● ACTIVITY
If a line of the material holds the string "whole", please copy it.

DATASET section start

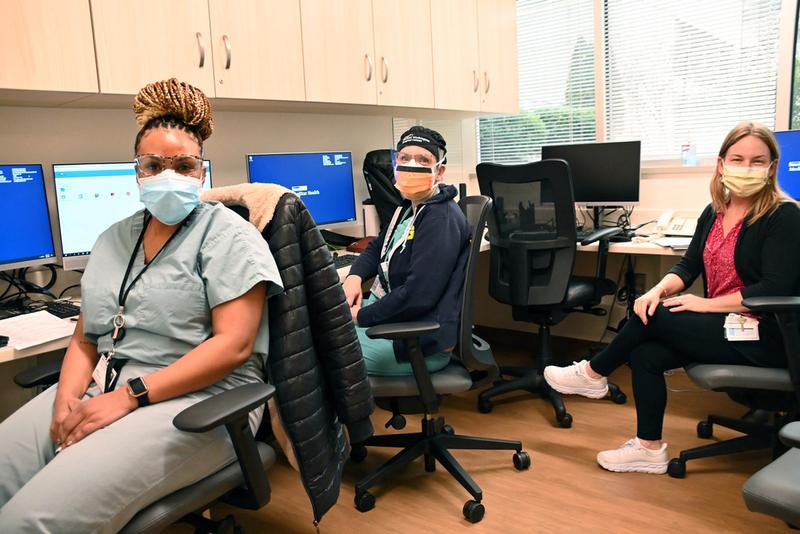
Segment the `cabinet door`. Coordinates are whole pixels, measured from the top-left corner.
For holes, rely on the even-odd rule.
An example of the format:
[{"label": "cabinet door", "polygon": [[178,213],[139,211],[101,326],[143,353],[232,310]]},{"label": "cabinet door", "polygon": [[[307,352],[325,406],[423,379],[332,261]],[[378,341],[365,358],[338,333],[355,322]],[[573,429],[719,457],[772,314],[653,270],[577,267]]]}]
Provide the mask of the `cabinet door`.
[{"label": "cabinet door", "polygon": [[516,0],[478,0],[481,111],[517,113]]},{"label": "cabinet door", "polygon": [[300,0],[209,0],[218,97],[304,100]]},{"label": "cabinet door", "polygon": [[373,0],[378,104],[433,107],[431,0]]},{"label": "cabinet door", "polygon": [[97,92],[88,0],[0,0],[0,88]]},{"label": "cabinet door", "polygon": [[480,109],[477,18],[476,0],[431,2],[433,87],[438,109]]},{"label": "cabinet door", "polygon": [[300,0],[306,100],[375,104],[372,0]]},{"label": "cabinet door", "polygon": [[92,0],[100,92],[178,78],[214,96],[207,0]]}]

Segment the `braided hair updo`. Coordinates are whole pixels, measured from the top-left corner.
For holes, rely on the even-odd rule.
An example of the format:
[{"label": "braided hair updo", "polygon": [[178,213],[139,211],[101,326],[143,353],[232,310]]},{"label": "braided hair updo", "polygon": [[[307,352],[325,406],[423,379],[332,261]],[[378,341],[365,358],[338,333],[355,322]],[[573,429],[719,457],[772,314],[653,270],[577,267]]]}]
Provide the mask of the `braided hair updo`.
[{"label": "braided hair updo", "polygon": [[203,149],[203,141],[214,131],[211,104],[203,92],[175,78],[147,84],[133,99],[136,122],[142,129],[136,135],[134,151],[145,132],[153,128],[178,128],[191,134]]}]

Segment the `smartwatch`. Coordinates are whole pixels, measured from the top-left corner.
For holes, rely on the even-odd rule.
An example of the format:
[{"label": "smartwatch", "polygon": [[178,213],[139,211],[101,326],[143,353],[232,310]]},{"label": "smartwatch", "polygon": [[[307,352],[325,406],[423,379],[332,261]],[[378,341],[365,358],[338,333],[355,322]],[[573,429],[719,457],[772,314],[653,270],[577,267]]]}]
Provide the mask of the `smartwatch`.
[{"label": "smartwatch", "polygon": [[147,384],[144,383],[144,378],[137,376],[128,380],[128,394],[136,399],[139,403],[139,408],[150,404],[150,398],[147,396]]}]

DATASET section end
DATASET section start

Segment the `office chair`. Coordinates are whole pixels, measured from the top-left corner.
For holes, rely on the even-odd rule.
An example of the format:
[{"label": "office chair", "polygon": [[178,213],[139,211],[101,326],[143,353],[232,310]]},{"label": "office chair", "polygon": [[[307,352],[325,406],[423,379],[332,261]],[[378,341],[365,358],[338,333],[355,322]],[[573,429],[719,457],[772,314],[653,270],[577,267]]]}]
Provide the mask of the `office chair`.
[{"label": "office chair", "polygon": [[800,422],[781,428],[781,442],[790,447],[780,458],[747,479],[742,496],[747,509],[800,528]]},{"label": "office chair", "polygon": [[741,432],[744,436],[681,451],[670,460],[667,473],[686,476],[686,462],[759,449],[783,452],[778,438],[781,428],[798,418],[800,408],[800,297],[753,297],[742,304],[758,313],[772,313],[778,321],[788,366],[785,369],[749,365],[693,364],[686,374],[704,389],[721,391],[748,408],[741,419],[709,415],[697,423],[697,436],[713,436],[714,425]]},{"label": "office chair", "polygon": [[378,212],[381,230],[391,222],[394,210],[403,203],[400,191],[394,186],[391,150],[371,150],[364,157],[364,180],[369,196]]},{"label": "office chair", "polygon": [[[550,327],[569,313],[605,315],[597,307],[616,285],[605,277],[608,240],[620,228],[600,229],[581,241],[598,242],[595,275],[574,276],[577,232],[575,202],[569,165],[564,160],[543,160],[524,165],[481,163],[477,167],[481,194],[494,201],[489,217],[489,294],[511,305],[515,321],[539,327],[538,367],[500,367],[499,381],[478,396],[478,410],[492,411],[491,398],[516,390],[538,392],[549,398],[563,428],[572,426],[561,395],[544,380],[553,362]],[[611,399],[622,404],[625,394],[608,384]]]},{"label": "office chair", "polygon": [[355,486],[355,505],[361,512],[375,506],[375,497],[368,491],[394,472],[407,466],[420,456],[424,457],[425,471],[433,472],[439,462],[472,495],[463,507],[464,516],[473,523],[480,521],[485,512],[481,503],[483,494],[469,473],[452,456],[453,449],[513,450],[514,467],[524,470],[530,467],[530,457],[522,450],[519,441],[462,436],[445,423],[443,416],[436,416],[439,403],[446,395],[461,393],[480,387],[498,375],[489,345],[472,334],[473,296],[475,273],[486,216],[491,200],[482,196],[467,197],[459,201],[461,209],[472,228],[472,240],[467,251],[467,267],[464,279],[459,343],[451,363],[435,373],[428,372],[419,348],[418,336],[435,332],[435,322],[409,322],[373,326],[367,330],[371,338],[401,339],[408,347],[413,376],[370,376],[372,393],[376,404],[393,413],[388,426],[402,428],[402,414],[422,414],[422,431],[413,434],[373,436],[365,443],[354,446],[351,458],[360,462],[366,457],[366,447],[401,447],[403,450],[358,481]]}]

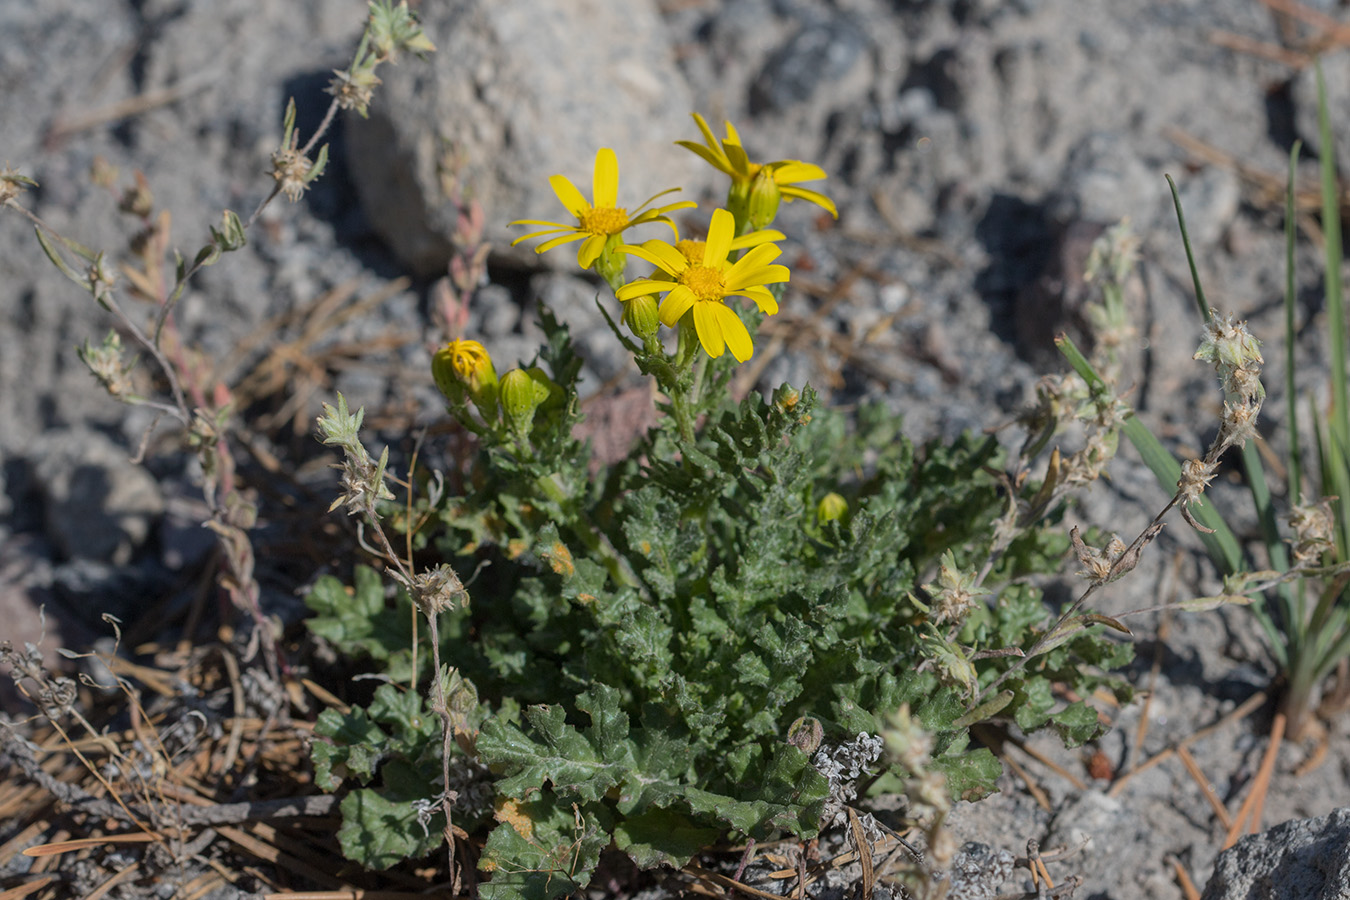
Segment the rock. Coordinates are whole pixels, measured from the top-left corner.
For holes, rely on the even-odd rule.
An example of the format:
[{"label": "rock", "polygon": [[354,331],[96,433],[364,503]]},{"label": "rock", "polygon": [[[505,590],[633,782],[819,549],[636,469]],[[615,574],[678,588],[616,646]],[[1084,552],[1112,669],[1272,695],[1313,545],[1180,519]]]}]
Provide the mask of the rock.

DATASET section end

● RESPONSE TO THIS TASK
Segment the `cabinet door`. Coordinates are whole pixels, measured from the top-left corner.
Segment the `braided hair updo`. Coordinates are whole pixels, measured from the top-left corner.
Segment the `smartwatch`. Coordinates are whole pixels, measured from the top-left corner.
Segment the `office chair`. Coordinates are whole pixels, measured from the top-left corner.
Segment the rock. Coordinates are whole pixels, measured from the top-left corner.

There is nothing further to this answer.